--- Records provided ---
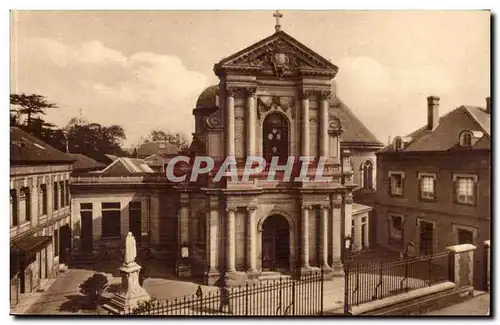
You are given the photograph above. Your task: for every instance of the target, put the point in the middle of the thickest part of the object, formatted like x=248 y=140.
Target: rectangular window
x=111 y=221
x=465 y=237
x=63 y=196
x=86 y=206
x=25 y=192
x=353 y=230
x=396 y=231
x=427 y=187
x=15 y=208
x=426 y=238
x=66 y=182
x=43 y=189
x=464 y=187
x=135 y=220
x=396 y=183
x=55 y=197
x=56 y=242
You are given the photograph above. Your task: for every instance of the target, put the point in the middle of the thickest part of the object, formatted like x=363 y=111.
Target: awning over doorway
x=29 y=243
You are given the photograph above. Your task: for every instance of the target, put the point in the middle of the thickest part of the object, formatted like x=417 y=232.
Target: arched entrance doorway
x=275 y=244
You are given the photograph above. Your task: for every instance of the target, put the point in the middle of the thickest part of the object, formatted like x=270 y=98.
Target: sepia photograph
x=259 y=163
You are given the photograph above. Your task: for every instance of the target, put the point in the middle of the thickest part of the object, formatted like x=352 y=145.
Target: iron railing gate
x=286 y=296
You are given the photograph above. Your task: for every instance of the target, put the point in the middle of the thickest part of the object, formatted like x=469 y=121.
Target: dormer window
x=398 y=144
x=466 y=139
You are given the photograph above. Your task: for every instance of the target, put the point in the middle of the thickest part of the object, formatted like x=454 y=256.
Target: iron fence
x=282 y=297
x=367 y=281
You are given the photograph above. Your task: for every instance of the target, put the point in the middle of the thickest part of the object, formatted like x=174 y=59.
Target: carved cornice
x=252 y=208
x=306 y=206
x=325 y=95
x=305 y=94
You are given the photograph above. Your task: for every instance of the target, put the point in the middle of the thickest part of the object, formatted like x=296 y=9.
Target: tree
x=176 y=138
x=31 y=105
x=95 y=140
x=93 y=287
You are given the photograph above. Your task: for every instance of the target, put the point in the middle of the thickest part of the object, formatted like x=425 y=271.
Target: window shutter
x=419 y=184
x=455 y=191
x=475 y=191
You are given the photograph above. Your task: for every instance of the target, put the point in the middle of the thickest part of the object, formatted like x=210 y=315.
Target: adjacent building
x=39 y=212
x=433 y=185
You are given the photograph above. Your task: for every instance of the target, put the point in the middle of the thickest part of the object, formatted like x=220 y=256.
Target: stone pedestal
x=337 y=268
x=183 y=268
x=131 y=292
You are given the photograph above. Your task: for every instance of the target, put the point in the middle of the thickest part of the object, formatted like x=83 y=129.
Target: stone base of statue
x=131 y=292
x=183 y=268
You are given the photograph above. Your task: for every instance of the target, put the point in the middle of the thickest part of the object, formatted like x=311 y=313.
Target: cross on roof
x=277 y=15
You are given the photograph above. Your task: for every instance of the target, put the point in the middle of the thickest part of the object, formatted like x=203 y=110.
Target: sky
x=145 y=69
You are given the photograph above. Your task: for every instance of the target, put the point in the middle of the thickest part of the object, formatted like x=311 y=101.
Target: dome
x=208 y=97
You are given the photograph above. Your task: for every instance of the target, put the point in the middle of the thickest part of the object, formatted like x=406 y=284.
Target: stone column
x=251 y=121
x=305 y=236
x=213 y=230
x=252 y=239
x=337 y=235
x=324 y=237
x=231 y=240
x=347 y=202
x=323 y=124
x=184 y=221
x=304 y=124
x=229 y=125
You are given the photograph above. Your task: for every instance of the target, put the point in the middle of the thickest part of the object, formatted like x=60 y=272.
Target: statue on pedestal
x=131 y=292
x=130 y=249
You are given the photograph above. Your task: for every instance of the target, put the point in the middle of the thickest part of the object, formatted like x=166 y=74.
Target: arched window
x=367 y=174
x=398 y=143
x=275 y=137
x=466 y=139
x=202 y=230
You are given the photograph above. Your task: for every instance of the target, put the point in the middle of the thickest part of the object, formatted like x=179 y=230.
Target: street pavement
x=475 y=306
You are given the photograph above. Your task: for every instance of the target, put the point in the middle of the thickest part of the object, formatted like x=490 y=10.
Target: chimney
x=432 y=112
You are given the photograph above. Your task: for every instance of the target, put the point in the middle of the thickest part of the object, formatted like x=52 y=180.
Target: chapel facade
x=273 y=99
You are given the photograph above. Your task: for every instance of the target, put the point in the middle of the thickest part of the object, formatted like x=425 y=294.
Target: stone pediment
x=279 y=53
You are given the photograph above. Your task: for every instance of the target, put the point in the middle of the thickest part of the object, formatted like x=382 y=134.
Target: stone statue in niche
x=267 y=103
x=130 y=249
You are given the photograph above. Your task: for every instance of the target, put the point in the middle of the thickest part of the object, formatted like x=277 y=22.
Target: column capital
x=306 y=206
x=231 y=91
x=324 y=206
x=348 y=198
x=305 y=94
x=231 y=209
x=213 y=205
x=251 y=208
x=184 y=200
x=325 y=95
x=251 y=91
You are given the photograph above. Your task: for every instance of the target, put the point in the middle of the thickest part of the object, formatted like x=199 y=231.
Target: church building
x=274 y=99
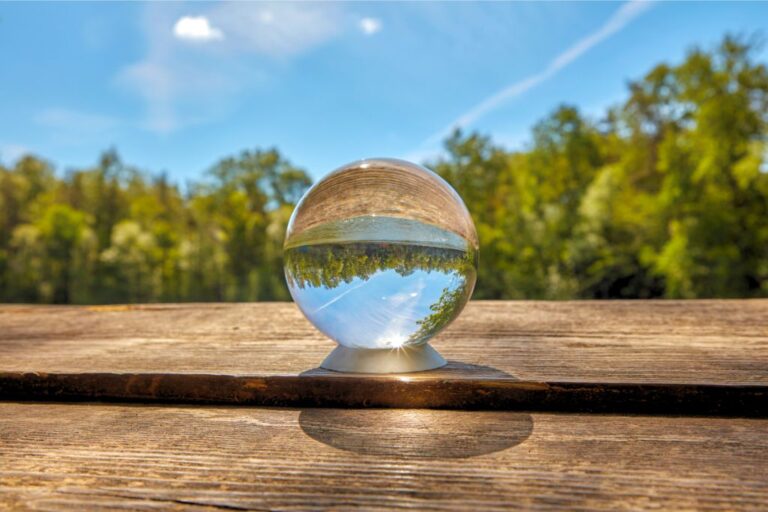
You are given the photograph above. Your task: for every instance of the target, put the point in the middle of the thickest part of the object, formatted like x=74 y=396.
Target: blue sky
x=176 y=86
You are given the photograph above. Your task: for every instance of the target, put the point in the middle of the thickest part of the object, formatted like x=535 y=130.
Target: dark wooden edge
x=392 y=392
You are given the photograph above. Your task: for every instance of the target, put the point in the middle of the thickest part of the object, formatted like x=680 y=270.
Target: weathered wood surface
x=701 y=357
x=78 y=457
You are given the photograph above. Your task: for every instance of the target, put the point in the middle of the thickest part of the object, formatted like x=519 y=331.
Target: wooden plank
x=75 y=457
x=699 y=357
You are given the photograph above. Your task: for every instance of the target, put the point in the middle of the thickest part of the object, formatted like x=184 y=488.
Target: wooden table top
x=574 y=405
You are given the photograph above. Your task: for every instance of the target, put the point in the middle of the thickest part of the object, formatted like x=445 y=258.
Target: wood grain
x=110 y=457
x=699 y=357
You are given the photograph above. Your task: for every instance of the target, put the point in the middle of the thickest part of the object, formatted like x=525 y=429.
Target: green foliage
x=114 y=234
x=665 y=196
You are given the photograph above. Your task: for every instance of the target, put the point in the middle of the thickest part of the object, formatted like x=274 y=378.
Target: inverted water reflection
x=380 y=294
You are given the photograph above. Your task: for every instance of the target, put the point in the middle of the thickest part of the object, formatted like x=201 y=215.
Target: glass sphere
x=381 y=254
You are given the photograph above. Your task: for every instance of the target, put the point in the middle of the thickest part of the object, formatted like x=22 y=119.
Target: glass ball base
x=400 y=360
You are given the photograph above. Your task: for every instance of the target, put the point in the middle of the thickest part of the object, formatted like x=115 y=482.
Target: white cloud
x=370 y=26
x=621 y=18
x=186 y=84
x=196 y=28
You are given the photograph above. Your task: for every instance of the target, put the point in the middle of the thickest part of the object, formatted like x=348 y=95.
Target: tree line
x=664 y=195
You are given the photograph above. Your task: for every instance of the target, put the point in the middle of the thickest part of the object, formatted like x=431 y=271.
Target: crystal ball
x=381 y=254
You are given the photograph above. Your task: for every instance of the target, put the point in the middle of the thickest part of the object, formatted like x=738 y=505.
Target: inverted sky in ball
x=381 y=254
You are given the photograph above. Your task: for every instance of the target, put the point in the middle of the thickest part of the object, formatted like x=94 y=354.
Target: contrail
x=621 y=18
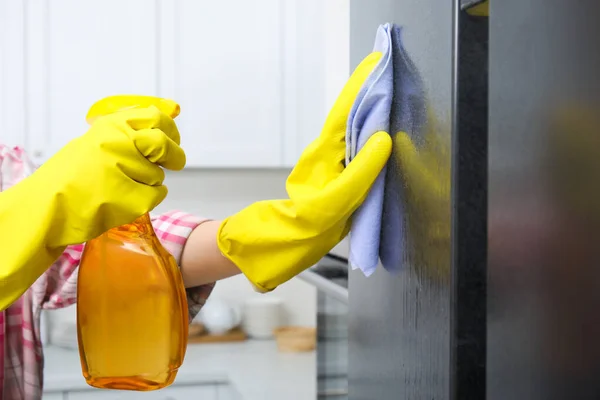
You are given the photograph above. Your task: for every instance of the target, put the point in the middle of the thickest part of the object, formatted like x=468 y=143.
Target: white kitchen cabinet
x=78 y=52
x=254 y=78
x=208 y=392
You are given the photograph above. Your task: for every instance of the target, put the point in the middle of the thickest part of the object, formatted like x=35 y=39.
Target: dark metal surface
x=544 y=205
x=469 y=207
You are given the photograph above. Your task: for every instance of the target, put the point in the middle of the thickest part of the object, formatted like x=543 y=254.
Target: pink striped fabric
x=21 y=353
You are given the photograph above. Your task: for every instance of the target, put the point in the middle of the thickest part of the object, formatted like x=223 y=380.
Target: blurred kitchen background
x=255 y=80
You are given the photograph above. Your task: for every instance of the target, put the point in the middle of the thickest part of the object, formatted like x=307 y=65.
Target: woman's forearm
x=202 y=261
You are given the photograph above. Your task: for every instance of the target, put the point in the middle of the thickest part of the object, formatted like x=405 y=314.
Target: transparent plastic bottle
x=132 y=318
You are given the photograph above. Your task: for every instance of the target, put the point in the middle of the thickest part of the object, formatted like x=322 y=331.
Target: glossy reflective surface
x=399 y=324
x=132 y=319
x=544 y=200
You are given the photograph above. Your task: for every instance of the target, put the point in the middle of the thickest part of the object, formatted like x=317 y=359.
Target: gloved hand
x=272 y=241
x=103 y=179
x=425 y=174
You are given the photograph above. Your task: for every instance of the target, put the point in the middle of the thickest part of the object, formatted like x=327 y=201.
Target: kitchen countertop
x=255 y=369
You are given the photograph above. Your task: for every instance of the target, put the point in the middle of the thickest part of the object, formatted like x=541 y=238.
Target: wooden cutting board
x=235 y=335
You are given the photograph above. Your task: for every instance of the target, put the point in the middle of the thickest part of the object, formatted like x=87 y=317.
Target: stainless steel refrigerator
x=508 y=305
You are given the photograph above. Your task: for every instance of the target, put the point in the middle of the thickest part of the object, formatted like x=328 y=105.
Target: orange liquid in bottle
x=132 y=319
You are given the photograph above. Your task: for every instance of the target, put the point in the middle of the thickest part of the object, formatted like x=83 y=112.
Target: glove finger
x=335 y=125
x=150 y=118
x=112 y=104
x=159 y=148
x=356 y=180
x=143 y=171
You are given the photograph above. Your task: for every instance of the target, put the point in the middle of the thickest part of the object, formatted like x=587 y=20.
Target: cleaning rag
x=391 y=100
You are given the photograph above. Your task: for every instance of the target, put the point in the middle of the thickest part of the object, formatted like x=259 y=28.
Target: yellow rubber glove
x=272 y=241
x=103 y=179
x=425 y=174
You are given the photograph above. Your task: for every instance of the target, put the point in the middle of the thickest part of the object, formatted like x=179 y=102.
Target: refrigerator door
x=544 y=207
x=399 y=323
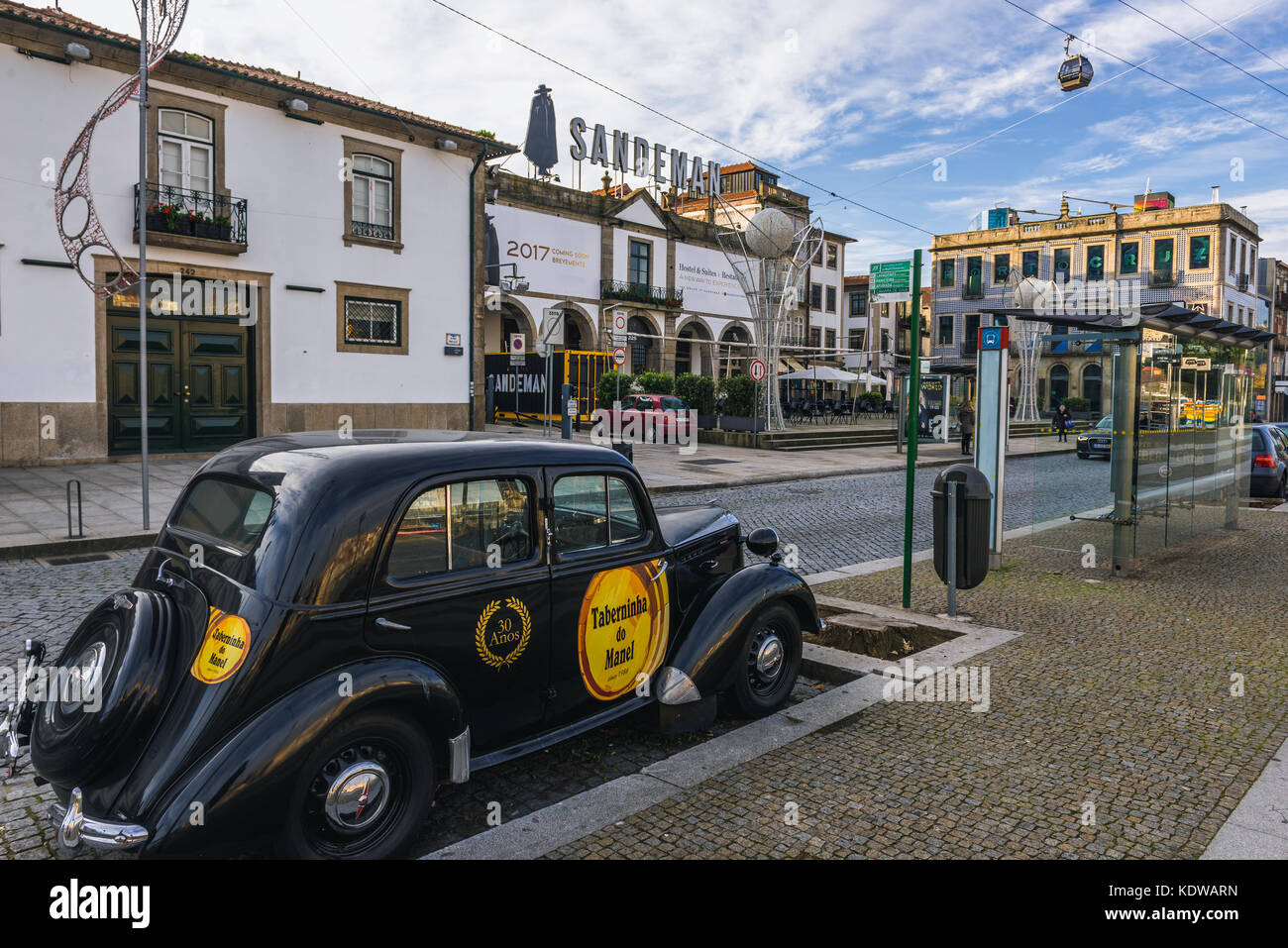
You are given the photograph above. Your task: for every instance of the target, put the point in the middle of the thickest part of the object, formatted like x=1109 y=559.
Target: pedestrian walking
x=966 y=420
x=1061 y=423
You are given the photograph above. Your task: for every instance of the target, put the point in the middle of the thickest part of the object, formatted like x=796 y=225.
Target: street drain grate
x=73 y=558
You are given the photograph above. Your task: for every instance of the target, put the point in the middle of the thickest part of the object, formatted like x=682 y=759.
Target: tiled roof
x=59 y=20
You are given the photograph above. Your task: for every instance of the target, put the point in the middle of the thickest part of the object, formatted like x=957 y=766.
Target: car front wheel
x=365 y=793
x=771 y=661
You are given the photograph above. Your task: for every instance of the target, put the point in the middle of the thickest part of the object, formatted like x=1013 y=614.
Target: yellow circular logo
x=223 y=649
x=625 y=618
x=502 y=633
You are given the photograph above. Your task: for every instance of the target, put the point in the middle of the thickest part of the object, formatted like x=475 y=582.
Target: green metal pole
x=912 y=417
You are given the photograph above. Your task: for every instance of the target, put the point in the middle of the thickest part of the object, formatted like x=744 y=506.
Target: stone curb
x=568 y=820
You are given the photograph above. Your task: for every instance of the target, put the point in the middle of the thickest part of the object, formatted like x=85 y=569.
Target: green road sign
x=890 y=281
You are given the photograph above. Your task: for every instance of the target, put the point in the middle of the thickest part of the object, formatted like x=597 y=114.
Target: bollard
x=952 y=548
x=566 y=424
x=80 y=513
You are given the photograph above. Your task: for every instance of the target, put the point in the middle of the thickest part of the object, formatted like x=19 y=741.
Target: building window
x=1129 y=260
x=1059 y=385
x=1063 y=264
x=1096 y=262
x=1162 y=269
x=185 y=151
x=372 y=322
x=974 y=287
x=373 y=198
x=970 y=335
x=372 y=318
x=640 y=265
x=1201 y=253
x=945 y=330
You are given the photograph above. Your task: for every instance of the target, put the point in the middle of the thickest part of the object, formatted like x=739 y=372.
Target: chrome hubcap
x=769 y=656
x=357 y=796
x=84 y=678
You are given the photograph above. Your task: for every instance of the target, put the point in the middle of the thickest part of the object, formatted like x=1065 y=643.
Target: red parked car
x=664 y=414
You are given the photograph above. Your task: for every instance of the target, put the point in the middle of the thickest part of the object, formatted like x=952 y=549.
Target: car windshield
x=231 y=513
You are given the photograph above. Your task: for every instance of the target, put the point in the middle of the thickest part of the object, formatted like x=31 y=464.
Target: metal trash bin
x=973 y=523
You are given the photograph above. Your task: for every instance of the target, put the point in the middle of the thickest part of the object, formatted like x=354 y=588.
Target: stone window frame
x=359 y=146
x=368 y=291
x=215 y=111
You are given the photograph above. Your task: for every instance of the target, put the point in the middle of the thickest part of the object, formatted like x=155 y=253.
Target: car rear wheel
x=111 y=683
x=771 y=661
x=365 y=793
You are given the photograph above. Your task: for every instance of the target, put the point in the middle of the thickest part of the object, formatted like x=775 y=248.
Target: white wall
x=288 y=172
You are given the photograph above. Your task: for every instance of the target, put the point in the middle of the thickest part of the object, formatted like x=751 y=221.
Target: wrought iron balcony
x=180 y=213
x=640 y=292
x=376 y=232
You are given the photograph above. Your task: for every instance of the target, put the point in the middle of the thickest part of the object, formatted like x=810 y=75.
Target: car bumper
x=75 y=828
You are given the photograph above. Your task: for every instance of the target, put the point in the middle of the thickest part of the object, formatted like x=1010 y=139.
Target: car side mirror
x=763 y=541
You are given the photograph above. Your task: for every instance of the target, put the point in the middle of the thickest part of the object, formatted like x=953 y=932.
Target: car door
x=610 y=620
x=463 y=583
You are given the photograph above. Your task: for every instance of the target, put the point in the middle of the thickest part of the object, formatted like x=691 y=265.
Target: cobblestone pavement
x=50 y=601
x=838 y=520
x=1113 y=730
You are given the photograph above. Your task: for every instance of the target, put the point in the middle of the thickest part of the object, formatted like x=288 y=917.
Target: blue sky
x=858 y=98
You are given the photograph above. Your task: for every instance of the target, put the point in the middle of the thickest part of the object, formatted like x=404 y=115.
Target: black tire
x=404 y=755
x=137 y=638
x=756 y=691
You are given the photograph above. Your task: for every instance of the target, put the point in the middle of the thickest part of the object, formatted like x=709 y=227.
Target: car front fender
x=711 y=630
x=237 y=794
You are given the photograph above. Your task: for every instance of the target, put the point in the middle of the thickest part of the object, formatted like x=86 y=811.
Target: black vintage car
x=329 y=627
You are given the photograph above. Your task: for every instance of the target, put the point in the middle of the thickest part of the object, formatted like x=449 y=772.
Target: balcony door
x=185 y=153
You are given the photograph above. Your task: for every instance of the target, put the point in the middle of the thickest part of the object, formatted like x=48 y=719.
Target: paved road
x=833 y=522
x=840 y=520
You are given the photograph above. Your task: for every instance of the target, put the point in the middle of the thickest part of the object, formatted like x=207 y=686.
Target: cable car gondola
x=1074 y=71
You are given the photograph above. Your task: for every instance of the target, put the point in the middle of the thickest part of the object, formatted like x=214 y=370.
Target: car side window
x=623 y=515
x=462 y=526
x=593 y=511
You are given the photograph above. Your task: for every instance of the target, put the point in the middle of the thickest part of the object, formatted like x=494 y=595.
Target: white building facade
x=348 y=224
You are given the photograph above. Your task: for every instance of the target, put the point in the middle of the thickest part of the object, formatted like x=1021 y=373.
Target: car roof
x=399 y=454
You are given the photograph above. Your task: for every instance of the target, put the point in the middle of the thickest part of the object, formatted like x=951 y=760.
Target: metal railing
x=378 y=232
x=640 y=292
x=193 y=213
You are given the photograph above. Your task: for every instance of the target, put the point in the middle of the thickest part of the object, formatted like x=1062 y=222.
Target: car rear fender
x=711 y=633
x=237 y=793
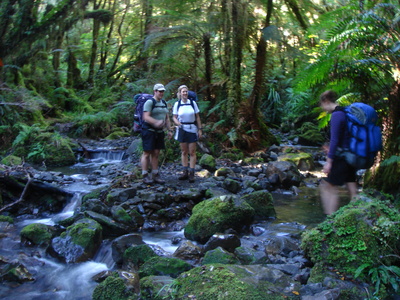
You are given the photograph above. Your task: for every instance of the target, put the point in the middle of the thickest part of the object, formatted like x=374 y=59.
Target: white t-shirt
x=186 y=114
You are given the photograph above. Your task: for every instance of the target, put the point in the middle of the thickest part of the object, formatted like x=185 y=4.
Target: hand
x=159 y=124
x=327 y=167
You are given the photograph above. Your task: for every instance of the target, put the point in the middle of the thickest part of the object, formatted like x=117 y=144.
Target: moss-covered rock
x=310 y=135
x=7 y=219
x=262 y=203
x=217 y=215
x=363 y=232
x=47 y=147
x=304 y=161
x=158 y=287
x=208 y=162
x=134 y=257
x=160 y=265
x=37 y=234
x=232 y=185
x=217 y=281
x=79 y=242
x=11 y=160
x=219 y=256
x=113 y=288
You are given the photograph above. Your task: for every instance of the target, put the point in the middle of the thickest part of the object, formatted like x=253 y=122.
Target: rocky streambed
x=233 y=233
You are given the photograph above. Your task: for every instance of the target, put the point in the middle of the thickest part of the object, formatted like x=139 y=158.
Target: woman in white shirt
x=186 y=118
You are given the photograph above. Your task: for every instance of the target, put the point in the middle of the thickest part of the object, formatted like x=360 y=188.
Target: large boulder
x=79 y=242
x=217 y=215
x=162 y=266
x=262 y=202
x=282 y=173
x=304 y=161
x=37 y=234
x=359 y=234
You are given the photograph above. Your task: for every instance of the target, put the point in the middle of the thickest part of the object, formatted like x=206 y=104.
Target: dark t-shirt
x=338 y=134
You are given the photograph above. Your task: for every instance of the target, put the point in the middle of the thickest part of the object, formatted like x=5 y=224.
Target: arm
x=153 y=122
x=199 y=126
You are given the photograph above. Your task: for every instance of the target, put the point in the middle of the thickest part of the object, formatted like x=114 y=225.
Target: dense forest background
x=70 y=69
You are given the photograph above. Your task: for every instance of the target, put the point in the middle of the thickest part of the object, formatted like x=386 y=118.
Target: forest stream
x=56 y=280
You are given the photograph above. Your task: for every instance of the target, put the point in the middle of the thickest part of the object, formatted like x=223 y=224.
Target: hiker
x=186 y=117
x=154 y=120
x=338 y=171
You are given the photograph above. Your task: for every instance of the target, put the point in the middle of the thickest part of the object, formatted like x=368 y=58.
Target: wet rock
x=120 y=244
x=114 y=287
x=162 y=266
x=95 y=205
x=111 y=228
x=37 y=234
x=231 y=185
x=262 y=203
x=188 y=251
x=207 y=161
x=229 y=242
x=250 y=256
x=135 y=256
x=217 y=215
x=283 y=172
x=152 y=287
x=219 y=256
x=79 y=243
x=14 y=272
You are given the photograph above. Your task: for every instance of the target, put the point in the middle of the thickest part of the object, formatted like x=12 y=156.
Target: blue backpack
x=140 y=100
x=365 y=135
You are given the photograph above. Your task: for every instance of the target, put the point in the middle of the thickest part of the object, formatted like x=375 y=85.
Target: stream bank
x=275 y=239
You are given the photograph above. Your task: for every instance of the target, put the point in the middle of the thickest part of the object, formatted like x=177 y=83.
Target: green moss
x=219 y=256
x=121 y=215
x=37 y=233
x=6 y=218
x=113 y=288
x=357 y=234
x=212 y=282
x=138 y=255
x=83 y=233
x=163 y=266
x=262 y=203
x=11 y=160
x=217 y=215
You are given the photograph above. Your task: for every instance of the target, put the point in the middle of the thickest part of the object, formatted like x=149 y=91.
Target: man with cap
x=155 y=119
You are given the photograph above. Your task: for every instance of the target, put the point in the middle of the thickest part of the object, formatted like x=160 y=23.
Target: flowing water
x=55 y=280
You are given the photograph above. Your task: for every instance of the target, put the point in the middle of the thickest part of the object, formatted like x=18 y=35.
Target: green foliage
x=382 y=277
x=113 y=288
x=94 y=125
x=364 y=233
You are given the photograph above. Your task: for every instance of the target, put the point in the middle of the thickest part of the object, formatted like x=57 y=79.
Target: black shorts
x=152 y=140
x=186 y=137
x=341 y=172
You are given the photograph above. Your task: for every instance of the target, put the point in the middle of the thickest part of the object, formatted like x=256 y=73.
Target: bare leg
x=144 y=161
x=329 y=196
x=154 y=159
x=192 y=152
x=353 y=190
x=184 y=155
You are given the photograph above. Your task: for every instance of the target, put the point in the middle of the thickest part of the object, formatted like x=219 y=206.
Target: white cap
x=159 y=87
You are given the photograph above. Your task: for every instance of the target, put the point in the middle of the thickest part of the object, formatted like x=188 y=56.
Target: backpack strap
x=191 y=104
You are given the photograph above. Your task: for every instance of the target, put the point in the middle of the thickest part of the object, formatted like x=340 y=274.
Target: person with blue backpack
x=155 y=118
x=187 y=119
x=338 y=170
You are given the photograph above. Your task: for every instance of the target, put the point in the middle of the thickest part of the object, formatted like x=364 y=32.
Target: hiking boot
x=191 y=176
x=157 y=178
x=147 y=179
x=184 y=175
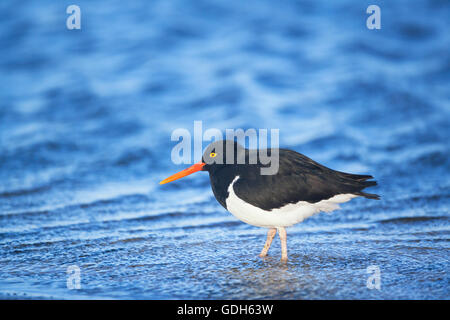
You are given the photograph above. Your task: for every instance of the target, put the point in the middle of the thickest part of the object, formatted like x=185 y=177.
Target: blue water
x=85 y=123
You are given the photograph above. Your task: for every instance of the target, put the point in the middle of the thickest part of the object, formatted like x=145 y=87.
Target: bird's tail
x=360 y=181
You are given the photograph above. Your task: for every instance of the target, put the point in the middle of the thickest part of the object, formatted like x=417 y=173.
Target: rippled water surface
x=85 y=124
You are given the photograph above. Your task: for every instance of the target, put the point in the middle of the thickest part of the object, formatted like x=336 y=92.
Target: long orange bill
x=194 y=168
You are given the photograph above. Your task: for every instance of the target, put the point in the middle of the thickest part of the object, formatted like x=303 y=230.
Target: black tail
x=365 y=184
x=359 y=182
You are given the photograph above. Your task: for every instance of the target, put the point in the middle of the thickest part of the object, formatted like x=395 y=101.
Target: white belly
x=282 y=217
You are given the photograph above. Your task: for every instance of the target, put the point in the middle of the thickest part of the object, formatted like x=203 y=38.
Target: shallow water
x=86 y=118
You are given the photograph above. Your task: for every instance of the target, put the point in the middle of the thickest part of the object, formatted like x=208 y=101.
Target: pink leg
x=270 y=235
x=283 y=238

--- Task prompt ---
Each line above from the one with "like x=288 y=917." up to and including the one with "like x=214 y=370." must be set down exactly, and no line outside that span may appear.

--- Task output ---
You are given the photograph above. Your task: for every instance of the target, put the point in the middle of the thickest part of the object, formatted like x=288 y=917.
Target: blue sky
x=858 y=98
You are given the photograph above. Your task: for every instance of the target, put the point in the middle of the thickest part of the object, formatted like x=404 y=115.
Target: black tire
x=404 y=755
x=137 y=638
x=756 y=691
You are given the photograph above. Your task: for every instance of the target, put the point in the middle of the thickest part of the object, formatted like x=709 y=227.
Target: car front fender
x=711 y=630
x=237 y=794
You are given the photograph above. Your task: for every instance of the target, put the point in the middle of the thickest part of the object, formatted like x=86 y=811.
Target: black vintage car
x=329 y=627
You are given the photograph above. Your task: for every instance of the target, put the point in the middle of the thickest part of the object, formatted like x=449 y=772.
Target: balcony door
x=185 y=153
You are given the photograph above. Your task: for every instance of the target, put the point in the middle of the thickest part of the object, formatted like x=48 y=719.
Target: paved road
x=833 y=522
x=840 y=520
You are given the photograph above. Your task: for every instance of the target, put the point in the middle of the thickest part of the object, formatted like x=207 y=686.
Target: cable car gondola
x=1074 y=71
You are given the photograph above. Your task: for every instance of the target, put the point in the middle of the thickest part of the object, formatted like x=214 y=370.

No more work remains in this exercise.